Natural language region descriptions:
--

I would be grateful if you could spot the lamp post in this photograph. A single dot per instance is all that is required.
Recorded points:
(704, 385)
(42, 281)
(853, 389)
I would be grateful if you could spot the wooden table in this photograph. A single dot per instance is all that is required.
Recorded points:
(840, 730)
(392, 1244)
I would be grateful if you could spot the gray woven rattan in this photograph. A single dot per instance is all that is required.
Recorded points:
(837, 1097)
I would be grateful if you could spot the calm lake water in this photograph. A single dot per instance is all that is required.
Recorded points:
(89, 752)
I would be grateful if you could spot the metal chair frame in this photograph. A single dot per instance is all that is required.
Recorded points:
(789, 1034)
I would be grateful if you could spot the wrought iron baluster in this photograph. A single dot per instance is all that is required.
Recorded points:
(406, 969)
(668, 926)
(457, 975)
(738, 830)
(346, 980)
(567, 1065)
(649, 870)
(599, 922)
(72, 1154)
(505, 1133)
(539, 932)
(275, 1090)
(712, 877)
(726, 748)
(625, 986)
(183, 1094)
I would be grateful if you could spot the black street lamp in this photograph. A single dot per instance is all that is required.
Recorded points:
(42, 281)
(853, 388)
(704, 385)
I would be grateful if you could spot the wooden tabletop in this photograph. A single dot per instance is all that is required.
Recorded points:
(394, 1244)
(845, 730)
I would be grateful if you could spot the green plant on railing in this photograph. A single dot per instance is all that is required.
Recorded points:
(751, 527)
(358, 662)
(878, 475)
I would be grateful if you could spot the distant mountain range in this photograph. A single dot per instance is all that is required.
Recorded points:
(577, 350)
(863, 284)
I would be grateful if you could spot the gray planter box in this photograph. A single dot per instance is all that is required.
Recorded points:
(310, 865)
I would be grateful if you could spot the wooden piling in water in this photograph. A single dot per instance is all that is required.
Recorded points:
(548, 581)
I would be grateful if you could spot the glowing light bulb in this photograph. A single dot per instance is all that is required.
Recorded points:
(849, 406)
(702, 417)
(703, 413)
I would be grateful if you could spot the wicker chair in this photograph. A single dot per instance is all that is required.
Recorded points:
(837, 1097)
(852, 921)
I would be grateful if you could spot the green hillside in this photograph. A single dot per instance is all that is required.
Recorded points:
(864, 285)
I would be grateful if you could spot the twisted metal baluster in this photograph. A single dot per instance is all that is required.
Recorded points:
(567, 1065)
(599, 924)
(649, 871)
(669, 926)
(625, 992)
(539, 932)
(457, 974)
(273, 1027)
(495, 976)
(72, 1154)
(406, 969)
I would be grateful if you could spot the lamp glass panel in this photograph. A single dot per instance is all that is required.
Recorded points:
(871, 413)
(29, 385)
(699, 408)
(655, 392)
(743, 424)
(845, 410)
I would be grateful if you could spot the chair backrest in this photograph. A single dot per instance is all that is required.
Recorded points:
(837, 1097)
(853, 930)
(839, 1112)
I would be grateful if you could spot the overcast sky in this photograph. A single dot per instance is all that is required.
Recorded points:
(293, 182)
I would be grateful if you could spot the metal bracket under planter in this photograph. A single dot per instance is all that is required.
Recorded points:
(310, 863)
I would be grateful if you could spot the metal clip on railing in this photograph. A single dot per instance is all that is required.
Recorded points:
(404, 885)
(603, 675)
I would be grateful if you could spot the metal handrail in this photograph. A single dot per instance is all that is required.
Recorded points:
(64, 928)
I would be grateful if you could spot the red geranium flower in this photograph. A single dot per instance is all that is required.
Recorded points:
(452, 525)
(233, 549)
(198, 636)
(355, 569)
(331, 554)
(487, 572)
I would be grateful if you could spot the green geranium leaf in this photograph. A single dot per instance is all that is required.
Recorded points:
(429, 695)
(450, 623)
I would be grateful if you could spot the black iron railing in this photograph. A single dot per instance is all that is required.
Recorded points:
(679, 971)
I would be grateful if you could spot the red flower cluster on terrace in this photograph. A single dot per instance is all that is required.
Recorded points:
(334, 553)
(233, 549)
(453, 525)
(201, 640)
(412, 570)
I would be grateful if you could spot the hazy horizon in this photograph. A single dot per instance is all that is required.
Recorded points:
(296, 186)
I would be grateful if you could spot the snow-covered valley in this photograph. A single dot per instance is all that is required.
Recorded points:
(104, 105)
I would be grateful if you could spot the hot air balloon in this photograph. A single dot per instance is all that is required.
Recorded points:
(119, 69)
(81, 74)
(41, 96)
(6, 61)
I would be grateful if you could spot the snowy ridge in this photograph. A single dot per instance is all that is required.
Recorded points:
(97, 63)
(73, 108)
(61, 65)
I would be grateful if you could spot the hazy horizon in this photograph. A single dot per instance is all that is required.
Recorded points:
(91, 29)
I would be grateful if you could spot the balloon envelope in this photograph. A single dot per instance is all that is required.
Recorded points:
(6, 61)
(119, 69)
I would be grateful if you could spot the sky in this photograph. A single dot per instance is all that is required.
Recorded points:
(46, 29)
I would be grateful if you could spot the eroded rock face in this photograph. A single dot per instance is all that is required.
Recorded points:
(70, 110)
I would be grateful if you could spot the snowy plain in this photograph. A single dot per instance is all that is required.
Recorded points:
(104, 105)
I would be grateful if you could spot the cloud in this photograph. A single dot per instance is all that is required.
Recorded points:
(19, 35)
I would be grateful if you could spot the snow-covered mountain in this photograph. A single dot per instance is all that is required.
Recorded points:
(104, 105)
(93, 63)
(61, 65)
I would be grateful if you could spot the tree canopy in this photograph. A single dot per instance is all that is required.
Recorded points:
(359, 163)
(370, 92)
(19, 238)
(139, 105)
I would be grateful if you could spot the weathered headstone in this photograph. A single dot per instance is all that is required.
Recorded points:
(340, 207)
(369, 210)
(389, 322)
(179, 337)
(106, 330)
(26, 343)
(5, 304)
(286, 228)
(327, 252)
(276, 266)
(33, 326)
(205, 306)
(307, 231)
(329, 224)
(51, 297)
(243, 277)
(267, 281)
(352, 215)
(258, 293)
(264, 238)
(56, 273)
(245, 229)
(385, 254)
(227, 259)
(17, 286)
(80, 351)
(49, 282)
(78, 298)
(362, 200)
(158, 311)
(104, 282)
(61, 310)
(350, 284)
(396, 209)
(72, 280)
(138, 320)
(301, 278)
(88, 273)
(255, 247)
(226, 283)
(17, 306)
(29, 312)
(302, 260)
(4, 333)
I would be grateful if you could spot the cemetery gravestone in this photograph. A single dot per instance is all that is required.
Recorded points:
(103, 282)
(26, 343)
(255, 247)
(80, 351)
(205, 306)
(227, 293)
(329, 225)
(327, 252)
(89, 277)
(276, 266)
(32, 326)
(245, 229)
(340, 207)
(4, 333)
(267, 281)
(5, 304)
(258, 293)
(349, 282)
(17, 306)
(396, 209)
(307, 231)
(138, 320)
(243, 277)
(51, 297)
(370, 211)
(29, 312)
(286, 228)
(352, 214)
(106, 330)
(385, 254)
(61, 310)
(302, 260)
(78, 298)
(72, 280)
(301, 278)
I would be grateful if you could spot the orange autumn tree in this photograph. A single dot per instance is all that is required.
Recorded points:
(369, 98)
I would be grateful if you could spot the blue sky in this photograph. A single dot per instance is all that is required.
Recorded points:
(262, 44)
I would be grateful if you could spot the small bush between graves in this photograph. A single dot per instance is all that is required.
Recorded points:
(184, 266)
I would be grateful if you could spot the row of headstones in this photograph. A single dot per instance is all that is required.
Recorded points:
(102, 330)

--

What you are asked to do: Write out, exactly as given, the line containing "I would be grateful if you could spot the blue" and every line after it to the end of the records. Include nothing else.

Your response:
I would be grateful if you could spot the blue sky in this photograph. A single dot per instance is all that is required.
Recorded points:
(262, 44)
I would be grateful if you could spot the small bush between graves in this photograph. A single dot per instance is all that is required.
Recorded points:
(184, 266)
I would be grateful if you could spot the row of headstones in this photograph. A single dot per instance is all that is required.
Recorded points:
(102, 330)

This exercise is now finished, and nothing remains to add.